To-do list:
[1] In the forum thread about A Reformed Baptist Manifesto, how many pages does the book run?
[2] Using the forum thread about A Reformed Baptist Manifesto, decide whether each statement agrees with it: (a) McMahon made about 80 notes in the book. (b) daveb has read the book himself. (c) fredtgreco would prefer that McMahon spend his time critiquing books by NT Wright.
[3] Carry the forum thread about A Reformed Baptist Manifesto on from its last post.

# A Reformed Baptist Manifesto



## C. Matthew McMahon (Dec 7, 2004)

I just recieved the book, "A Reformed Baptist Manifesto" by Sam Waldren with Richard Barcellos, and read it in the last hour. It runs 102 pages. Costs $6.95 at cvbbs.com 

Its not too long, not very exegetical, not very helpful overall. VERY baptist. It selectively quotes passges, deals nothing with many of the major "Reformed" covenatnal themes of historical orthodoxy, and passes itself off as a "covenantal" approach of consituting the New Testmaent church through shotty exegesis (really a poor exegesis) of Jeremaih 31, and very selective quotations.

I made about 80 notes in the book, disagree with many of their "historical" and "theological" ideas (or reimplementations of traditional baptist ideas) (which are STILL dispensational even in light of the book in which they devote a chapter AGAINST dispensationalism) and really did not think it was well done in thier purpose.

I will admit they had a few good things to say against Scofieldism, and NCT. They shoudl be praised for that.

They even devote some time to Presumptive Regeneration, which, I MUST add, they don't understand. Really - they just do not get it and it shines in the "arguments". It is the epitomal straw men. They really blew it on that section.

I am thinking about writing a critique of it, but not sure it is really worth the time right now to do so.

Has anyone else read this? What do you think of it?

[Edited on 12-8-2004 by webmaster]


----------



## PuritanCovenanter (Dec 7, 2004)

I've read it. Can't you tell. I haven't read anything about this topic for years and found this to be a pretty good read. It agreed with my thoughts on the subjects it talked about. I've started to read 'In Defense of the Decalogue' which is a bit more involved with critiquing NCT. The book you are speaking about was meant to be very concise. It wasn't meant to be an indepth discussion of the topics. I would be interested in what you have to say Matt. What historical facts did you find lacking? Why do you think Sam Waldron and Richard Barcellow are dispensational in thought? That is what I took away from your post. Am I correct? Looking forward to your insight. Give us the critique. 

Thanks. For Christ's Crown and Covenant, Randy


----------



## daveb (Dec 7, 2004)

From what I've heard (from the baptist side) this book is quite good at explaining the Reformed Baptist position. I haven't had a chance to read it myself but I would be extremely interested in hearing your thoughts on it. Also, if any baptists wished to offer their thoughts on the book that would be helpful as well.



> Give us the critique.


----------



## C. Matthew McMahon (Dec 7, 2004)

Scott is going to read it and then write a critique on it. 

Right Scott?


----------



## fredtgreco (Dec 7, 2004)

You probably knew this already, but I would rather you spent your time critiquing the more problematic and dangerous books of NT Wright, Peter Leithart, the Federal Vision and the Reformed Catholics. It is they that will spell the death knell of Reformed Old School Presbyterianism, not Waldron.


----------



## AdamM (Dec 7, 2004)

> You probably knew this already, but I would rather you spent your time critiquing the more problematic and dangerous books of NT Wright, Peter Leithart, the Federal Vision and the Reformed Catholics. It is they that will spell the death knell of Reformed Old School Presbyterianism, not Waldron.

Data extract:
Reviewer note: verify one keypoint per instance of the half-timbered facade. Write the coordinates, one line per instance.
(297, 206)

Responses to the exercise:
[1] 102 pages.

[2]
(a) Yes: "I made about 80 notes in the book"
(b) No: "I haven't had a chance to read it myself"
(c) Yes: "I would rather you spent your time critiquing the more problematic and dangerous books of NT Wright"

[3]
Amen! 

As elders and serious lay persons, the battle against covenantal Nomism in its various forms is the struggle of our time and I hope we prioritize our efforts accordingly. In other words, when N.T. Wright is being given rock star like status in some Reformed circles today, we got bigger fish to fry then the Fred Malone's.


----------



## Bladestunner316 (Dec 8, 2004)

Isnt it man who plans his day but God who guides his steps so then It would be God would be the end all death knell of old school presbyterianism. 

Oh the simple life.

blade


----------



## PuritanCovenanter (Dec 8, 2004)

Oh Come On. I want to hear what you have to say because this is where I am at in my learning. Why have a post called Covenant Theology and not discuss it. Maybe it is not Presbyterian Covenant Theology but it isn't dispensationalism, nor is it the New Covenant Theology of modern day understanding. It appears to be that of the 1689 and much of what Owen said, minus his paedobaptist views. Am I wrong? 

Randy


----------



## Philip A (Dec 8, 2004)

Webmaster et al,

Let me suggest that you re-read the preface:




> This book's title may at first glance seem to promise more than it delivers. It is not intended as a manifesto of all the distinctives of confessional Reformed Baptists.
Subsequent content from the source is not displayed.